# [Prompt A]
Please return the passage of the Google Cloud guide between "You must have" and "be working correctly.", inclusive, copied word for word.

# [Text under study]

Hands on guide to Google Cloud

This page builds on the first steps guide and describes a simple deployment of Etherpad to Google Cloud.

Warning

This page covers a rapidly changing topic. Reader beware. This page is correct as of November 2021.

It is suitable for those implementing or deploying services who wish to gain hands-on experience with Google Cloud.

Important

This guide will cover the products used and will configure them manually in the Google Cloud console. For production services tools such as terraform should be used to automate deployments using a product admin service account which has been created for you.

Prerequisites

This guide assumes some basic familiarity with the Unix command line either via Linux or via Max OS X.

Before following the instructions on this page, make sure that the steps in the first steps guide have been performed so that your account has been set up to access Google Cloud.

You must have installed Docker to follow this guide. If docker is installed correctly you should be able to run the hello world image:

$ docker run hello-world
Unable to find image 'hello-world:latest' locally
latest: Pulling from library/hello-world
0e03bdcc26d7: Pull complete 
Digest: sha256:7f0a9f93b4aa3022c3a4c147a449bf11e0941a1fd0bf4a8e6c9408b2600777c5
Status: Downloaded newer image for hello-world:latest

Hello from Docker!
This message shows that your installation appears to be working correctly.
...

# [Listed entries]
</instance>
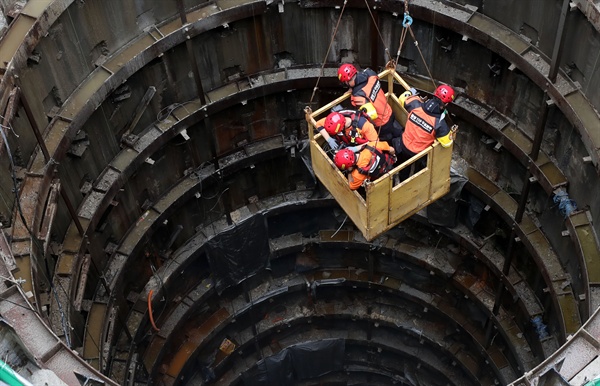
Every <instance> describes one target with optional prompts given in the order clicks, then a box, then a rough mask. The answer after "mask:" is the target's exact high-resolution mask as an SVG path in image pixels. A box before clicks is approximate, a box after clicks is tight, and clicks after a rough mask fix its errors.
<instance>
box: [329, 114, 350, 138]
mask: <svg viewBox="0 0 600 386" xmlns="http://www.w3.org/2000/svg"><path fill="white" fill-rule="evenodd" d="M324 126H325V130H327V133H328V134H329V135H336V134H337V133H339V132H340V130H342V129H343V128H344V127H346V117H344V116H343V115H342V114H340V113H338V112H333V113H330V114H329V115H328V116H327V118H325V125H324Z"/></svg>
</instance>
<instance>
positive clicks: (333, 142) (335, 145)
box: [327, 137, 340, 150]
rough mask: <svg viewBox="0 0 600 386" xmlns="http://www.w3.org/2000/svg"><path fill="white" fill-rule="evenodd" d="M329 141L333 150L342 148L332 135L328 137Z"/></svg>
mask: <svg viewBox="0 0 600 386" xmlns="http://www.w3.org/2000/svg"><path fill="white" fill-rule="evenodd" d="M327 143H328V144H329V147H330V148H331V149H332V150H337V149H339V148H340V145H338V144H337V142H336V141H335V139H333V138H331V137H329V138H327Z"/></svg>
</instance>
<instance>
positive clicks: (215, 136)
mask: <svg viewBox="0 0 600 386" xmlns="http://www.w3.org/2000/svg"><path fill="white" fill-rule="evenodd" d="M177 9H178V10H179V18H180V19H181V24H182V25H184V26H185V25H186V24H187V15H186V13H185V7H184V5H183V0H177ZM185 47H186V49H187V54H188V58H189V60H190V63H191V67H192V72H193V74H194V81H195V82H196V92H197V93H198V98H199V99H200V103H202V106H206V97H205V96H204V88H203V87H202V80H201V79H200V70H199V69H198V62H197V61H196V55H194V49H193V48H194V47H193V45H192V40H191V39H189V38H188V39H187V40H186V42H185ZM204 122H205V124H206V126H207V128H209V131H210V132H211V133H213V135H212V141H210V150H211V151H212V158H213V164H214V166H215V170H218V169H219V162H218V161H217V143H216V141H217V139H216V136H215V134H214V130H213V127H212V124H211V122H210V119H209V118H208V112H207V111H206V109H205V110H204Z"/></svg>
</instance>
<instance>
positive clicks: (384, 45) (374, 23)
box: [365, 0, 392, 61]
mask: <svg viewBox="0 0 600 386" xmlns="http://www.w3.org/2000/svg"><path fill="white" fill-rule="evenodd" d="M365 5H366V7H367V10H368V11H369V14H370V15H371V20H373V25H374V26H375V29H376V30H377V34H378V35H379V39H381V43H383V48H384V49H385V53H386V54H387V60H388V61H389V60H392V55H390V50H389V49H388V47H387V46H386V45H385V40H383V36H382V35H381V31H379V26H377V21H376V20H375V16H374V15H373V12H371V8H370V7H369V3H368V2H367V0H365Z"/></svg>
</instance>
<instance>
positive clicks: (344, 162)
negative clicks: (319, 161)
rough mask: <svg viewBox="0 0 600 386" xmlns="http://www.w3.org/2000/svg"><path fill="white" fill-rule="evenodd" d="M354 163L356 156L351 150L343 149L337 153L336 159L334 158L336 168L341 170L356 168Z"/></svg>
mask: <svg viewBox="0 0 600 386" xmlns="http://www.w3.org/2000/svg"><path fill="white" fill-rule="evenodd" d="M354 161H356V157H355V156H354V152H353V151H352V150H350V149H342V150H340V151H338V152H337V153H335V157H333V162H334V163H335V166H337V167H338V168H339V169H340V170H346V169H348V168H349V167H351V166H354Z"/></svg>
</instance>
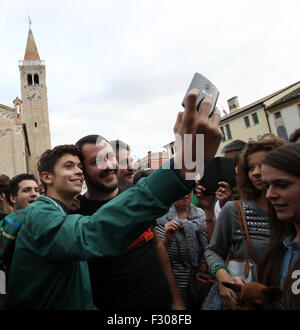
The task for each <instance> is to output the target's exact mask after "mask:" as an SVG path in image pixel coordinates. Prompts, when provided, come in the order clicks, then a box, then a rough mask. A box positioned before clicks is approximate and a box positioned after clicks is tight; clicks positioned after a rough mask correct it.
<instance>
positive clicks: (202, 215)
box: [156, 204, 207, 309]
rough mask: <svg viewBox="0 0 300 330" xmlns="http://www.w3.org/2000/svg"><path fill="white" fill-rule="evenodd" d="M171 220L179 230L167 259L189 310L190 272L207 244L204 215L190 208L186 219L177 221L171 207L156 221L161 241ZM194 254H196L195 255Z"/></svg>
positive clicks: (193, 209)
mask: <svg viewBox="0 0 300 330" xmlns="http://www.w3.org/2000/svg"><path fill="white" fill-rule="evenodd" d="M171 220H175V221H177V222H178V223H179V224H180V225H181V229H180V230H179V231H177V232H176V234H175V238H174V240H173V241H172V242H171V244H170V246H169V250H168V252H169V258H170V261H171V265H172V270H173V273H174V276H175V279H176V282H177V285H178V288H179V290H180V293H181V296H182V299H183V302H184V304H185V306H186V308H188V309H190V308H191V297H190V294H189V291H188V282H189V276H190V272H191V270H192V268H193V266H195V267H196V266H197V265H198V264H199V263H200V262H201V261H202V259H203V257H204V250H205V246H206V244H207V238H206V233H205V232H204V231H203V229H204V226H205V213H204V211H203V210H202V209H200V208H197V207H196V206H194V205H192V204H191V206H190V212H189V215H188V218H187V219H185V220H179V219H178V215H177V212H176V208H175V207H174V206H173V205H172V206H171V208H170V210H169V212H168V213H167V214H166V215H164V216H163V217H161V218H159V219H157V227H156V230H157V234H158V235H159V236H160V237H161V238H162V239H163V238H164V232H165V228H164V225H165V224H166V223H167V222H168V221H171ZM195 252H196V253H195Z"/></svg>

# [Prompt B]
List each line of the listing above that contains the string "positive". Case counts.

# [Task output A]
You must have installed Docker to follow this guide. If docker is installed correctly you should be able to run the hello world image:

$ docker run hello-world
Unable to find image 'hello-world:latest' locally
latest: Pulling from library/hello-world
0e03bdcc26d7: Pull complete 
Digest: sha256:7f0a9f93b4aa3022c3a4c147a449bf11e0941a1fd0bf4a8e6c9408b2600777c5
Status: Downloaded newer image for hello-world:latest

Hello from Docker!
This message shows that your installation appears to be working correctly.

# [Task output B]
positive clicks: (333, 142) (335, 145)
positive clicks: (215, 136)
positive clicks: (384, 45) (374, 23)
positive clicks: (344, 162)
positive clicks: (202, 215)
positive clicks: (193, 209)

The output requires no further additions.